▶ [Supplied passage]
Introducing Naomi Rainey-Pierson, one of our Wall of Excellence honorees, who has become synonymous with Long Beach community service, civil rights, and equality. Since the age of 14, Naomi has been a fighter for social justice, women’s rights and voting. She has successfully and productively managed the Office of President for the Long Beach Branch NAACP and implemented programs to promote graduation, school attendance and a better learning environment. Her award-winning leadership and all her accomplishments are recognized and respected, and California State University, Long Beach has even named a dorm in her honor. Naomi shies from recognition, but yet she remains well-recognized for her local, state and national efforts in civil rights and philanthropy!
Naomi Rainey-Pierson is a woman who has become synonymous with Long Beach community service, civil rights, and equality. She is president of the Long Beach Branch NAACP and was born in Mississippi during the tumultuous Civil Rights Movement. Naomi began her involvement in the organization as a pre-teen, continuing her service into her senior life. Since the age of fourteen, she has been a fighter for social justice, women’s rights, and voting. She watched the women of her family and community take voting literacy tests and fail, and sought to change that. She provided a platform to educate citizens of color, especially women of color, regarding their voting rights and its importance.

▶ [Instructions]
[1] According to the profile of Naomi Rainey-Pierson, in which state was she born?
[2] List the three causes that the profile of Naomi Rainey-Pierson says she has fought for since the age of fourteen.
[3] Write out the part of the profile of Naomi Rainey-Pierson starting with "Introducing Naomi Rainey-Pierson, one" and going on through "rights and philanthropy!".
Use only the profile of Naomi Rainey-Pierson and nothing outside it.

▶ [Extracted entries]
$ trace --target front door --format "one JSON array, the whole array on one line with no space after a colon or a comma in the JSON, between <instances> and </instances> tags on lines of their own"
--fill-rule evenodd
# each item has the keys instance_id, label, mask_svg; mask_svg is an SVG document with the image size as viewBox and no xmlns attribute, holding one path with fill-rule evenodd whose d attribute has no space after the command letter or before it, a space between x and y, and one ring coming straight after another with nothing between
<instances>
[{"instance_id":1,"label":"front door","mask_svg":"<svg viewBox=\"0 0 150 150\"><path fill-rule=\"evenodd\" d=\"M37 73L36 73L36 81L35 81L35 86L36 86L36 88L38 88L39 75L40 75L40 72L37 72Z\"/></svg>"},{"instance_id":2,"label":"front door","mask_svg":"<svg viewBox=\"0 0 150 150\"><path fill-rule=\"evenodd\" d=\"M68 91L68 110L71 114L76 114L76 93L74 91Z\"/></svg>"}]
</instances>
* * *
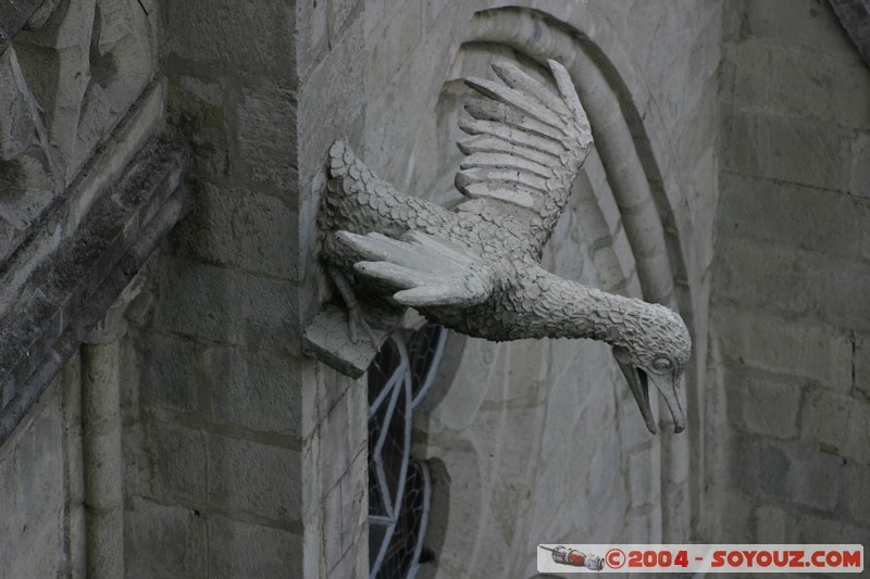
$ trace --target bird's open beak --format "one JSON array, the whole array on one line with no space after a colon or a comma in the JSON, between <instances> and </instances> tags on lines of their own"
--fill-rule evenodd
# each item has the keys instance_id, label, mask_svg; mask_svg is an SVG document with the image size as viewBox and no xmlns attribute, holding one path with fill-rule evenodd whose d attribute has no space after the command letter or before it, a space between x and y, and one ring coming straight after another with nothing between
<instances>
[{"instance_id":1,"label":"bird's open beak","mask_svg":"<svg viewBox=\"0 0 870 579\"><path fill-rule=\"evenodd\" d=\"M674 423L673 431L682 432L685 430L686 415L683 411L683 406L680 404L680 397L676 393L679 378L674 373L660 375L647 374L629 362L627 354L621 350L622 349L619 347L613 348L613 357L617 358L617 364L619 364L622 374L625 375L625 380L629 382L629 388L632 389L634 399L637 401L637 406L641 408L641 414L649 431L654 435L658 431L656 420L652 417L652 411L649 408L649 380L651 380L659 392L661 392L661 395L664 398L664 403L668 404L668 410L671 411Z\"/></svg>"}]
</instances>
--
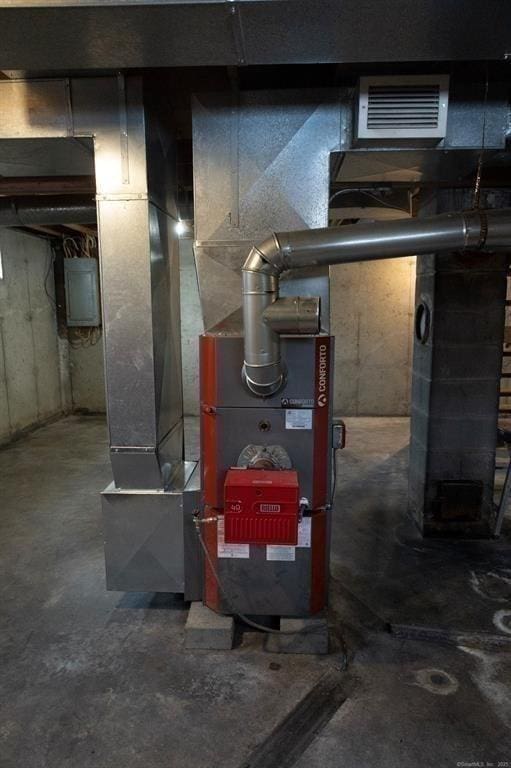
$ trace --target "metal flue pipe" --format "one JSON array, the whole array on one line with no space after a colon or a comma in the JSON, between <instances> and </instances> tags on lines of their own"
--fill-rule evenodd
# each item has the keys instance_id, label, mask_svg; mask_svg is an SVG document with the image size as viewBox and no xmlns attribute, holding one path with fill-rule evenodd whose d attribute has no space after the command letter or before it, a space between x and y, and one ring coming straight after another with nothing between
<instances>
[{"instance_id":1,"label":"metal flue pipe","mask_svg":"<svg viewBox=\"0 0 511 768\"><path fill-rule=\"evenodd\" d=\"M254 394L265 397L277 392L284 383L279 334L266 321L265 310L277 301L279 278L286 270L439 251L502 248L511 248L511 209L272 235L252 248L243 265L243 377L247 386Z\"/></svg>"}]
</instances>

▶ [Answers given]
[1] Mississippi

[2] Social justice, women's rights, and voting.

[3]
Introducing Naomi Rainey-Pierson, one of our Wall of Excellence honorees, who has become synonymous with Long Beach community service, civil rights, and equality. Since the age of 14, Naomi has been a fighter for social justice, women’s rights and voting. She has successfully and productively managed the Office of President for the Long Beach Branch NAACP and implemented programs to promote graduation, school attendance and a better learning environment. Her award-winning leadership and all her accomplishments are recognized and respected, and California State University, Long Beach has even named a dorm in her honor. Naomi shies from recognition, but yet she remains well-recognized for her local, state and national efforts in civil rights and philanthropy!